WHAT TO DO:
Print out the material that follows word for word.

================================

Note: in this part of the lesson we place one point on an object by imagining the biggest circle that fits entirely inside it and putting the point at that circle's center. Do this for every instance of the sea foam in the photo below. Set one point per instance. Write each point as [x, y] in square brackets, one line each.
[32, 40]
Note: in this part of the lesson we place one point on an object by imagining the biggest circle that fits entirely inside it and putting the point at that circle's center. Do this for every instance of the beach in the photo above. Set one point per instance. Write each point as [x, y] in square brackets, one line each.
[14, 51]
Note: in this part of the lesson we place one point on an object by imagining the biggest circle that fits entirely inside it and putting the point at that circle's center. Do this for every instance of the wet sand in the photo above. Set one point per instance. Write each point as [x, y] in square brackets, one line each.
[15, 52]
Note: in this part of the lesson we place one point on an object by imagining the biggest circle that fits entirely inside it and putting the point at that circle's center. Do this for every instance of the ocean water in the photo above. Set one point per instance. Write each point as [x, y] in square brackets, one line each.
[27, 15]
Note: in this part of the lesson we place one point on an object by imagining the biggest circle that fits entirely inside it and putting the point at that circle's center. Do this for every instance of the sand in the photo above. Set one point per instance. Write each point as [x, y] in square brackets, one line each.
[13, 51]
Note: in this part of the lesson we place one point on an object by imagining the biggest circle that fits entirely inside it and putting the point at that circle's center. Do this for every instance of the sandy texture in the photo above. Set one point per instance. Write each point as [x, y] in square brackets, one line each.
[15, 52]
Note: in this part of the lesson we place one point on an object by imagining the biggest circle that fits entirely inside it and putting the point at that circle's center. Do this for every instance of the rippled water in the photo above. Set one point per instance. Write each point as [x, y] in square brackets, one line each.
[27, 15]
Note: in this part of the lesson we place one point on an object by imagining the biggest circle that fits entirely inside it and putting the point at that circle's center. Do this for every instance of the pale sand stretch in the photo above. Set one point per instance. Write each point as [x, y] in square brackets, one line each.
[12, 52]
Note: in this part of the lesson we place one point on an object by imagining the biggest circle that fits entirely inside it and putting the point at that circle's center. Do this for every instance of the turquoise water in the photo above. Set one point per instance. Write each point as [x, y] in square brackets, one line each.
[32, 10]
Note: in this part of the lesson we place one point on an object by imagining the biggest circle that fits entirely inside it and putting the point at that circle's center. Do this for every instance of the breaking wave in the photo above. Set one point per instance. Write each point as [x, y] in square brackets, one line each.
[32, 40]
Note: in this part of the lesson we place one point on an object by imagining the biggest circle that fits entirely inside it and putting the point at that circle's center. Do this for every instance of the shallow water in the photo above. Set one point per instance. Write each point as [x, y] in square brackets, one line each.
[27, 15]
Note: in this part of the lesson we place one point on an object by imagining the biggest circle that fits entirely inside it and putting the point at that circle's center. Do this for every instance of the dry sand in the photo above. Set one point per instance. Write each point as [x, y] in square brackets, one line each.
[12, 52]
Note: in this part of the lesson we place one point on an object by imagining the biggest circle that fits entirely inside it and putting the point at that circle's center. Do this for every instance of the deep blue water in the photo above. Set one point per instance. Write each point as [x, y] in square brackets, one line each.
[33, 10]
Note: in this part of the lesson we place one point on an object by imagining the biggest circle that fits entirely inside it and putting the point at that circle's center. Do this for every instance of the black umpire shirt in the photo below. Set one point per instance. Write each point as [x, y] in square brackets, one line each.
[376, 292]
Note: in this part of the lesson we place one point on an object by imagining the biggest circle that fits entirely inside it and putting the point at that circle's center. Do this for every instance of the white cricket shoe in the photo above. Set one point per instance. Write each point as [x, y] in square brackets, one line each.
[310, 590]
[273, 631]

================================

RESULT FOR THIS EXERCISE:
Note: in this part of the lesson we place one point on an object by imagining the biggest circle that fits entirely inside it and putting the point at that circle's center. Do this for every instance of the sea foam in the photo below. Set one point per instance. Write each point as [x, y] in square brackets, one line each.
[32, 40]
Note: in this part of the lesson we place one point on an object by imagining the biggest circle that fits entirely inside it and putting the point at that circle's center. Do this for every instance of the beach in the photo above. Set one point per instance. Write each point as [x, y] in square brackets, one line each.
[14, 51]
Note: in this part of the lesson we place one point on an object by imagining the biggest circle that fits entirely inside it and putting the point at that circle's center. Do this for every instance of the wet sand in the photo above. Set one point per instance. Write each point as [x, y] in square brackets, one line each.
[15, 52]
Note: in this part of the lesson we place one point on an object by imagining the biggest circle that fits entirely inside it and putting the point at that circle's center. Do this for every instance of the ocean water in the photo above. Set one point per instance. Write each point as [x, y] in square brackets, one line each.
[27, 15]
Note: in this part of the lesson we place one point on an object by imagining the biggest circle that fits entirely inside it and putting the point at that circle's center. Do this for every instance of the sand in the photo above. Set one point per instance. Write each point as [x, y] in square brackets, one line each.
[13, 51]
Note: in this part of the lesson we place one point on an object by imagining the biggest circle that fits entirely inside it and putting the point at that circle's center. Do this for every instance of the sandy texture in the photo above. Set one point per instance. Write each point as [x, y] in square brackets, one line each.
[15, 52]
Note: in this part of the lesson we place one point on an object by imagining the biggest circle that fits entirely inside it and putting the point at that circle's center. Do this for every instance of the rippled water in the photo above. Set one point per instance. Write each point as [x, y] in square brackets, one line each.
[27, 15]
Note: in this part of the lesson we place one point on an object by imagining the biggest circle that fits entirely inside it and putting the point at that circle's center. Do this for every instance of the pale sand stretch in the photo above. Set one point per instance. Write each point as [x, y] in square brackets, one line each.
[12, 52]
Note: in this part of the lesson we place one point on an object by imagining the biggest circle that fits entirely inside it and putting the point at that circle's center. Do this for every instance of the turquoise water in the photo above. Set one point per instance. Write each point as [x, y] in square brackets, one line each.
[32, 10]
Note: in this part of the lesson we place one point on an object by imagining the biggest circle that fits entirely inside it and putting the point at that circle's center. Do this for every instance of the breaking wave in the photo above. Set one point per instance. Write each point as [x, y] in square brackets, one line each.
[32, 40]
Note: in this part of the lesson we place one point on an object by imagining the biggest circle that fits entirely inside it and putting the point at that circle's center. Do this for every instance of the shallow water in the photo above. Set one point per instance. Write each point as [x, y] in square brackets, one line each.
[27, 15]
Note: in this part of the lesson we place one point on an object by imagining the biggest circle that fits entirely inside it and putting the point at that circle's center. Do this for every instance of the dry sand in the photo above. Set one point per instance. Write each point as [x, y] in square brackets, one line each.
[12, 52]
Note: in this part of the lesson we place one point on an object by imagining the biggest circle that fits entirely inside it and putting the point at that circle's center. Do this for every instance of the deep blue water in the photo above. Set one point per instance. Write each point as [x, y] in square brackets, one line each.
[33, 10]
Note: in this part of the lesson we place one point on an object by imagining the biggest circle that fits entirely inside it and putting the point at that circle's center. Do this for every instance of the black umpire shirt in the photo below. Set one point per instance. Write each point as [x, y] in square brackets, one line each.
[376, 292]
Note: in this part of the lesson we place one point on an object by imagining the biggest circle that fits entirely inside it and putting the point at that circle's center. Do this for every instance of the white cricket shoe in the photo above. Set one point per instance. Write each point as [x, y] in square brackets, one line each.
[310, 590]
[273, 631]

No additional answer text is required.